**TASK DIRECTIONS:**
Copy out every line of the items below that contains the string "powder".

---*---

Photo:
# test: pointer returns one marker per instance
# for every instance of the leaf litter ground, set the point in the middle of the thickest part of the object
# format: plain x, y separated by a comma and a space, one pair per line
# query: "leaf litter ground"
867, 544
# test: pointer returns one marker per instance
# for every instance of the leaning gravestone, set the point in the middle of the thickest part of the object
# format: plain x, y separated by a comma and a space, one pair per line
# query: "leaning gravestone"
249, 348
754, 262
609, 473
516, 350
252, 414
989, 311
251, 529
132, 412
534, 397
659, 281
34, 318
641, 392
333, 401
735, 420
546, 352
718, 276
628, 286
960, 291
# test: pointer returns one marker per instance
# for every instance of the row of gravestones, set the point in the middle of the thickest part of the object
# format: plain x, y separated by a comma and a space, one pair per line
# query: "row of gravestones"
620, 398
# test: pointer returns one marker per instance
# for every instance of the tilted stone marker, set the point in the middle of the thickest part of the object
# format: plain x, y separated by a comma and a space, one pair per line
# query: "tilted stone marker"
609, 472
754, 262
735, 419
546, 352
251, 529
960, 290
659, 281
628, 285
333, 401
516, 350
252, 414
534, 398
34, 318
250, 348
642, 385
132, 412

---*---

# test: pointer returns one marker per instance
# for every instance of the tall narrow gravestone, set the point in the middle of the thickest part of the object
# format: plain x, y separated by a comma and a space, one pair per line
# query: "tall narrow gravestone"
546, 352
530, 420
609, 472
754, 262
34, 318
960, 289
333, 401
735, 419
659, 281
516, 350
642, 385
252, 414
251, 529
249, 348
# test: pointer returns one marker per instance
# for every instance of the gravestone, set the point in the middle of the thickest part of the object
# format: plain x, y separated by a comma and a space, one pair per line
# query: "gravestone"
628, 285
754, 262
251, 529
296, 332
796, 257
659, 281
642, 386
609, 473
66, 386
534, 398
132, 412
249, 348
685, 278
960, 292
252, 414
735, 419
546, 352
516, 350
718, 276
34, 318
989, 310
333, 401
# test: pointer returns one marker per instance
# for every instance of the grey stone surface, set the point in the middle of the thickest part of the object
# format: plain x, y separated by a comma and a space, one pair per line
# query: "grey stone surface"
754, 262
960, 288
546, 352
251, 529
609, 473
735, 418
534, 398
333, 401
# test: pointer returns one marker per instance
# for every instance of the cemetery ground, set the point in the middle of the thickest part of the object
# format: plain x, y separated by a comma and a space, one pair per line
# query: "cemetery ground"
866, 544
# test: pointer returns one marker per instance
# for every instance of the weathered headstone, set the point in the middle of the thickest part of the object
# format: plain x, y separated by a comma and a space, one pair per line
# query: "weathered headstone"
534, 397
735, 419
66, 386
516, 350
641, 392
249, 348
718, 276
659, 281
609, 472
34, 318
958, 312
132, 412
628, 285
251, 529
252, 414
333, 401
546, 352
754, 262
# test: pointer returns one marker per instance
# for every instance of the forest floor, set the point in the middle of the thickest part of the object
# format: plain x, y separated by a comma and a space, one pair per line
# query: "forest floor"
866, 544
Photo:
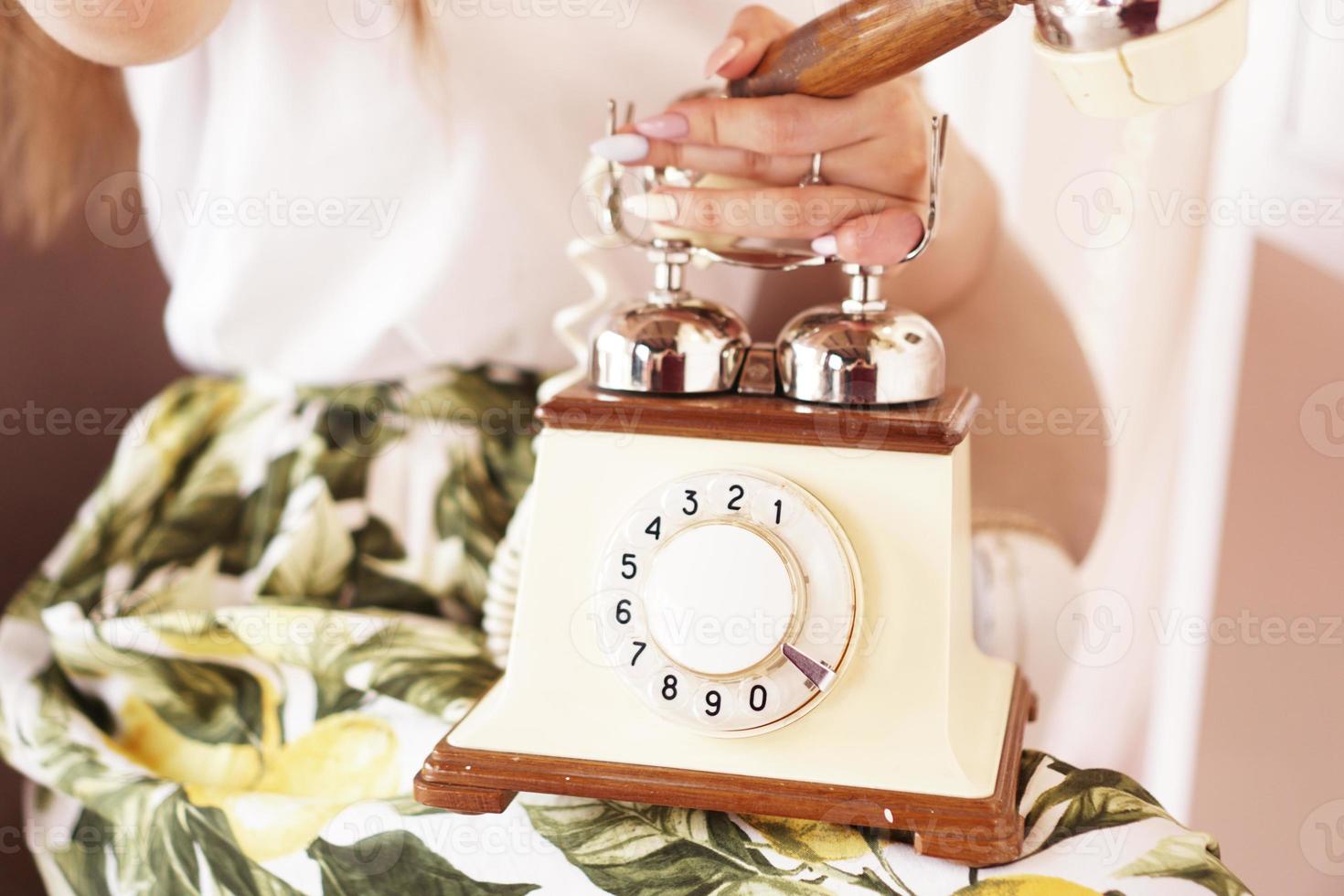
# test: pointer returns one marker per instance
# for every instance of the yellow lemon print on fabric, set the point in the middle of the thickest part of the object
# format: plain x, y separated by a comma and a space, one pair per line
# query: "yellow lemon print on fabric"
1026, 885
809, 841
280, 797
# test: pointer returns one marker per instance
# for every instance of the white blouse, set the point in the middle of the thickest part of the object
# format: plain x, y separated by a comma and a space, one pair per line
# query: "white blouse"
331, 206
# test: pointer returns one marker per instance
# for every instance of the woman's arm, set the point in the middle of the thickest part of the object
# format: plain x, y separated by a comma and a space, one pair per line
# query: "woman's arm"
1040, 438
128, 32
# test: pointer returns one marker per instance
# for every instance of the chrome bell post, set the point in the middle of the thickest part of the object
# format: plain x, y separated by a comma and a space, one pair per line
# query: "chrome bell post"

---*---

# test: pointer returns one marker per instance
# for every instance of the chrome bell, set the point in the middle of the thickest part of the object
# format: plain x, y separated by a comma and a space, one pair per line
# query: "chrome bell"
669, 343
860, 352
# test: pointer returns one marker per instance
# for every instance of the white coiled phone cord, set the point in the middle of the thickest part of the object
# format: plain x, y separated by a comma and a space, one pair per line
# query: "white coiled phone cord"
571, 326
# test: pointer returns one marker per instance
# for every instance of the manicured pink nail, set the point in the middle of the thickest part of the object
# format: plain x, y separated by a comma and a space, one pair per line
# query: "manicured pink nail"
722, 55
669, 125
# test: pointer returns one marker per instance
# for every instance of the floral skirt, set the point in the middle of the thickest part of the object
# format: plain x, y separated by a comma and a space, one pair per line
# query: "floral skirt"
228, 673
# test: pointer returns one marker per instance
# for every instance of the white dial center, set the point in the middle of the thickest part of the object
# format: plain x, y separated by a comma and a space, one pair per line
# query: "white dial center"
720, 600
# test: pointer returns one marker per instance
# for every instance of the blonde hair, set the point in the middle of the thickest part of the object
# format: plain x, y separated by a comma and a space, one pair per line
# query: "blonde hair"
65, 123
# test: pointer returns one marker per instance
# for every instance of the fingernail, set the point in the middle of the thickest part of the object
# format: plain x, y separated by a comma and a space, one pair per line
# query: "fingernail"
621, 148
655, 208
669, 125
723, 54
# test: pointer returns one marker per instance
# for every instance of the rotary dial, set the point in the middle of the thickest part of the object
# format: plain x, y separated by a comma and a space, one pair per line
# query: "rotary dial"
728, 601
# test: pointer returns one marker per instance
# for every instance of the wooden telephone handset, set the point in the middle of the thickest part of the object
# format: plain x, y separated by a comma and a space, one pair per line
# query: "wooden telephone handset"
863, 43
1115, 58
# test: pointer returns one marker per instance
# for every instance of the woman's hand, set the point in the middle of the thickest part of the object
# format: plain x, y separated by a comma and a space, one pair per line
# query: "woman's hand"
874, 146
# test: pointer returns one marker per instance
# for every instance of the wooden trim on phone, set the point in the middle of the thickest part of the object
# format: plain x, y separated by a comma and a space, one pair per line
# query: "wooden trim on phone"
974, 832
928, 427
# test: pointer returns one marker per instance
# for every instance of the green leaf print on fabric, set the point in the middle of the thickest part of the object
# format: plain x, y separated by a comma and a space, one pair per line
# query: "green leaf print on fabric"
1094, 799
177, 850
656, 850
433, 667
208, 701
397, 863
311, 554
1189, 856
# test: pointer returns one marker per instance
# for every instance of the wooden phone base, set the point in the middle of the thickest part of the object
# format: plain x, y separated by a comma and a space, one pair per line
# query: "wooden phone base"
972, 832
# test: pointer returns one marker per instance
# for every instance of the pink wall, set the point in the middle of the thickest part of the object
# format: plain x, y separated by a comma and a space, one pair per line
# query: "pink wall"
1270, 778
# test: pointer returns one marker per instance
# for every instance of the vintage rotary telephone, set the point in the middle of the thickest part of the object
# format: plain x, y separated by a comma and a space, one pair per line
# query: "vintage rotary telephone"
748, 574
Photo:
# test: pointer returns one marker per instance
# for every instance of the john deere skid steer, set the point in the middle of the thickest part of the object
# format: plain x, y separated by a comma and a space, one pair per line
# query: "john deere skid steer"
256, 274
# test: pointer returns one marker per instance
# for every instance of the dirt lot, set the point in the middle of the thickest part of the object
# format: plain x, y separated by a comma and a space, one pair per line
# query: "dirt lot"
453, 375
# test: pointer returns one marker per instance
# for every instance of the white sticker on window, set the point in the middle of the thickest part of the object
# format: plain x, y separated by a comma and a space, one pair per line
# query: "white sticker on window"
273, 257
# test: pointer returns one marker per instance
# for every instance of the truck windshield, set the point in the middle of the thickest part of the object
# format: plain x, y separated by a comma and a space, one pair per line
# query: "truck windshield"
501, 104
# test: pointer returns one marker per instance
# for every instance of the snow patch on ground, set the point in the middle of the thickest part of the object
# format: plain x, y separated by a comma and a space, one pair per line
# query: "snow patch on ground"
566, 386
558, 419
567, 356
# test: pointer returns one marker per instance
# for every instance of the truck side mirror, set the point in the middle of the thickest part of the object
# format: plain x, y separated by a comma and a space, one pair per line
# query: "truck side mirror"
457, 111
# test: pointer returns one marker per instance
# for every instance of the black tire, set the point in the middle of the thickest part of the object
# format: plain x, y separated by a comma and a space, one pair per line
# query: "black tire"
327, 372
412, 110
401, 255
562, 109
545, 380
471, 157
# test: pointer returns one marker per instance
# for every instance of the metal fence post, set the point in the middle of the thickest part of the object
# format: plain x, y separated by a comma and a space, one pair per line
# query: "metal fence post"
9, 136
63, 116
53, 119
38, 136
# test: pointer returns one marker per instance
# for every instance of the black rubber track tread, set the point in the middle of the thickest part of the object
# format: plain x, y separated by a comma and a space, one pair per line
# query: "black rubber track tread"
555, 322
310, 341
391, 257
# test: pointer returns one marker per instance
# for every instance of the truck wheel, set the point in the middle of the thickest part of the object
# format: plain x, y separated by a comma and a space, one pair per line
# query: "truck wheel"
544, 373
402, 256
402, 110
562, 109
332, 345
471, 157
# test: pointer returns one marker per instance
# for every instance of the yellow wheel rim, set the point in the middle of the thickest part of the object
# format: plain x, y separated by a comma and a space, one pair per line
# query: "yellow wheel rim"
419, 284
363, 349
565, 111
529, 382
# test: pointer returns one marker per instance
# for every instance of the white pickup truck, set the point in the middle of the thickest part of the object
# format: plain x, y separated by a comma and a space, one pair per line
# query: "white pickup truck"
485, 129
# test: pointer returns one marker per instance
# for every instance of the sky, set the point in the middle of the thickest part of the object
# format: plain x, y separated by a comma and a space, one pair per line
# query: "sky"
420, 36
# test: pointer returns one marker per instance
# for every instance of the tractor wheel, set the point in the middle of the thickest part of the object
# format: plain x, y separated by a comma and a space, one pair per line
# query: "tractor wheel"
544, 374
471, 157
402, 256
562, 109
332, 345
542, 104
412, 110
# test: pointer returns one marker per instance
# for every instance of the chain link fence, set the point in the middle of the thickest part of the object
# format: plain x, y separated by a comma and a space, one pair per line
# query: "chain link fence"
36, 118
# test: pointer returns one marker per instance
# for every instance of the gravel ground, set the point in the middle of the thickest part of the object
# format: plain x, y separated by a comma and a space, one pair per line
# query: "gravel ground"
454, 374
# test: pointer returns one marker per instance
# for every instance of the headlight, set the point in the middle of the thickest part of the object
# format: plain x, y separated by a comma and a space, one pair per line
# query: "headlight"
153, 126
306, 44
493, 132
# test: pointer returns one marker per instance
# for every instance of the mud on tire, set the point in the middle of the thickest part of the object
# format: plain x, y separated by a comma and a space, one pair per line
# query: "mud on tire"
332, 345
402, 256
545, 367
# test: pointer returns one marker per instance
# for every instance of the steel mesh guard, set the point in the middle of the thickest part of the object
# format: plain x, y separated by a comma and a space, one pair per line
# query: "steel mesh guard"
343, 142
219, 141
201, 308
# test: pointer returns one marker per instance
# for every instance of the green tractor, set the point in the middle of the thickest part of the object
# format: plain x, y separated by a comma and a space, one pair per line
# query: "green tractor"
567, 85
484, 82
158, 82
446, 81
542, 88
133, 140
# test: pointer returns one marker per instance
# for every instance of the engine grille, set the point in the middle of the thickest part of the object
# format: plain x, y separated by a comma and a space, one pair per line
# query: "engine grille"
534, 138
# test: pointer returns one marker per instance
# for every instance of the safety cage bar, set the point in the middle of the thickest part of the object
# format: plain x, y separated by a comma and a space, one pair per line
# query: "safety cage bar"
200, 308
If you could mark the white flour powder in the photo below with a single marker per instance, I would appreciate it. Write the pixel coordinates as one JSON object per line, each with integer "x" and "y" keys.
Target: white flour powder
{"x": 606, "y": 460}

---*---

**TASK RESPONSE:**
If you could mark the white flour powder in the photo below with a single marker per instance, I would appreciate it. Write the pixel coordinates as one JSON object per line, each with integer "x" and "y" keys.
Target: white flour powder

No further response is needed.